Or if your character is royalty, then he/she will probably not pay much attention to what is ‘normal’ to them. If they have no clue about the different kinds of trees, then don’t have detailed descriptions of shrub and fir enter their minds – unless something happens that forces them to think more deeply about it.
An historian or an artist will pay attention to details about a scene that relate to them, and not think about it the way a cook or a builder would.
You can expect a builder to notice the hairline cracks near a door, and get a sense that this load-bearing wall is failing. A herbalist probably won’t see a clue like that, or if they do, not understand the import.
The builder probably won’t pay close attention to the smells coming from the kitchen, other than that it smells good. The herbalist, or assistant chef, will be able to tell that thyme is sauteing in garlic, and there’s a squab on the grill.
The warrior would ignore the names of the trees and think nothing about the tale behind the granite ruins, and focus on how best to use the crumbled walls.
The historian would pay closer attention to the style of the carving, the way the rocks were cut, and how different it is to similar work from the same era, perhaps guessing who abandoned this forest-bound fort.
Don’t mention it.
When characters start noticing elements beyond their normal comfort zone, you need to make sure the reader understands why these details are being brought into focus. And as a story teller, you’re starting to use more elements of writing at the service of your story and character presentation.

_ENTRIES SUPPLIED_.
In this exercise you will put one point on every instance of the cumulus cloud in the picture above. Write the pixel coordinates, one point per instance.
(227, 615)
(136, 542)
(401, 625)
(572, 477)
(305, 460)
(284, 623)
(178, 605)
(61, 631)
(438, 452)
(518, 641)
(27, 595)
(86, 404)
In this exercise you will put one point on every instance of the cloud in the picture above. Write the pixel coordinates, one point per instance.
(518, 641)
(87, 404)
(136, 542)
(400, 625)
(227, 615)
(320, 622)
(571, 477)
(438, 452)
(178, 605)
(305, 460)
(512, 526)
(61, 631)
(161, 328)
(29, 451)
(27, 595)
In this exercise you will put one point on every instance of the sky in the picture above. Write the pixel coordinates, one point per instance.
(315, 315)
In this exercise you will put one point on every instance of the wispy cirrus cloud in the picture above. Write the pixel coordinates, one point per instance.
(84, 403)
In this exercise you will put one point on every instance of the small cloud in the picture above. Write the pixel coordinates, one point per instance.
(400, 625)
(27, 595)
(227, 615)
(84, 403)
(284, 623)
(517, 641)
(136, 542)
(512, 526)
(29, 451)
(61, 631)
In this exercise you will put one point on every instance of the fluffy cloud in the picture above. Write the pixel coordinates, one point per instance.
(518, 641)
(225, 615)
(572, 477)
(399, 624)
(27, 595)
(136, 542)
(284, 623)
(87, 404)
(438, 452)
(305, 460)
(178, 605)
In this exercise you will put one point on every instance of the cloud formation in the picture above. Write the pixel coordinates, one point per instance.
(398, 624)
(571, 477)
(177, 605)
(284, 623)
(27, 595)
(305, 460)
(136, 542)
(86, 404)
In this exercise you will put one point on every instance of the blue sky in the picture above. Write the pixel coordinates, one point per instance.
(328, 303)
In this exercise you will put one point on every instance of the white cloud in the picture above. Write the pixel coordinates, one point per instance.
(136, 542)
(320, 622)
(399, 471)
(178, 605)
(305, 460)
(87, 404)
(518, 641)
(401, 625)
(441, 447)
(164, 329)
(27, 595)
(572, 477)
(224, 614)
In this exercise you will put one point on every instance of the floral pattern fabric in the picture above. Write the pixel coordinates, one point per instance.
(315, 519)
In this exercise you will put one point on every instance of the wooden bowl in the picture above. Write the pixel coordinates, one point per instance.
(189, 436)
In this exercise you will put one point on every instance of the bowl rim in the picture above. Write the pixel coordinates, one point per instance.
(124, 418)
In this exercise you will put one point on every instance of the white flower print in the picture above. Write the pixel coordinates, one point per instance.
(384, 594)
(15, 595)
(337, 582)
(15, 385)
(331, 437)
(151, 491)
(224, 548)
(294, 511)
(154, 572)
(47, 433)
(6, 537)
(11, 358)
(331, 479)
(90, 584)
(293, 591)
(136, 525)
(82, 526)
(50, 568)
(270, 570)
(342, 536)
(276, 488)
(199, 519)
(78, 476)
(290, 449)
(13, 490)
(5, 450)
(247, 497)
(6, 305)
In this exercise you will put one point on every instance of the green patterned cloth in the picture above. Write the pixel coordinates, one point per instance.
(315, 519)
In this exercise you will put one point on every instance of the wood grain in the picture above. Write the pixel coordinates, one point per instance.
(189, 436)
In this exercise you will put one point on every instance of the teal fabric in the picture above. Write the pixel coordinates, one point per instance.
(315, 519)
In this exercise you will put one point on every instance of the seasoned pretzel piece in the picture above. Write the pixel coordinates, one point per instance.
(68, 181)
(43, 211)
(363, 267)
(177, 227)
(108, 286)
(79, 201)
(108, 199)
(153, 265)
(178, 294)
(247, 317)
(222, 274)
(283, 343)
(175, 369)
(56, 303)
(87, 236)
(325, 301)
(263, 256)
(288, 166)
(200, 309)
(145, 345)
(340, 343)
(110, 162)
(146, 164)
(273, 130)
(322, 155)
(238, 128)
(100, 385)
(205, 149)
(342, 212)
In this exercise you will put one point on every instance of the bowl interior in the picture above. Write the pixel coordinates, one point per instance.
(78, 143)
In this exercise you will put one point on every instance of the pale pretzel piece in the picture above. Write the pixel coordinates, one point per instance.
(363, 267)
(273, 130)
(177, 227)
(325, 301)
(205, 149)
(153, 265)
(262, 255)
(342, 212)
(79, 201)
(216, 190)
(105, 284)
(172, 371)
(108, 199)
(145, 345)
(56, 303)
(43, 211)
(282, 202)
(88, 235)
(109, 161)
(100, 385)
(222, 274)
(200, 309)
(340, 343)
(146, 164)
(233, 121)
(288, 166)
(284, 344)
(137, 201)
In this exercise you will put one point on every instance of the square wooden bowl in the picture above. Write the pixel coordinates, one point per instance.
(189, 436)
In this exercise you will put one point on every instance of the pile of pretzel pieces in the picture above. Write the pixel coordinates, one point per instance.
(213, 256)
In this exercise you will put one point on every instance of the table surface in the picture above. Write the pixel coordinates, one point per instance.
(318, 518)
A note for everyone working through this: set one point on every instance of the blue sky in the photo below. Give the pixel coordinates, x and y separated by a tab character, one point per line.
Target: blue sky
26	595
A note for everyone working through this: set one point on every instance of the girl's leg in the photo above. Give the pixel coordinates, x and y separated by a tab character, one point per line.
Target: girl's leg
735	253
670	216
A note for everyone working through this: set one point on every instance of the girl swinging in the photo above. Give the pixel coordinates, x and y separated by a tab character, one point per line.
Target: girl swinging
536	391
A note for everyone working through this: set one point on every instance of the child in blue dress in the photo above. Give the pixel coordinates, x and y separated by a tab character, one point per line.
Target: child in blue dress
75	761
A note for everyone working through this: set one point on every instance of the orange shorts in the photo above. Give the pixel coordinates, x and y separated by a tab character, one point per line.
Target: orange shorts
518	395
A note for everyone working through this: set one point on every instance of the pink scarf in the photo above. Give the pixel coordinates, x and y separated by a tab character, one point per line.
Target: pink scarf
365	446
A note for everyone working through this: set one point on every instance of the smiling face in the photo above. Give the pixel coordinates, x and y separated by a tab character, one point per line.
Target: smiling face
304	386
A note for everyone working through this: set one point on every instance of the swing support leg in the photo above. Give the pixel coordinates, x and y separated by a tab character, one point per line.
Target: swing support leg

_TASK SET_.
**a)** Pull out every line of the listing that contains the word "white".
**b)** Continue the writing passage about what different characters notice, starting right after its final sentence.
The writing passage about what different characters notice and the listing have nothing to do with each other.

_TASK RESPONSES_.
**a)**
In this exercise you will put one point on every instance of the white cloud in the picture above. Write the pixel coordinates, one point per instance.
In this exercise you will put one point on every instance of the white flower print in the picture above. Write the pixel coordinates, one point per instance.

**b)**
So in short; if they won’t pay attention to it, don’t mention it.
If your world never had a moon, and no one has ever known about it, then don’t ever bring it up. Try to describe what the world is like, and how people would act, if there was no moon. Let the reader fill in the gaps – and probably feel clever that they figured something out without being told.
In knowing your character, you should be able to know how they will look at a scene, what they will pay attention to and what they will ignore. You will then be able to unlock one of the coolest aspects of character perception; differing memories or descriptions of an event depending on the character.
Keeping in the character’s head and staying close to what is important to them and what they would pay attention to is a prime way to be using the character’s voice, pull into focus the difference between your characters, and make description better serve your character.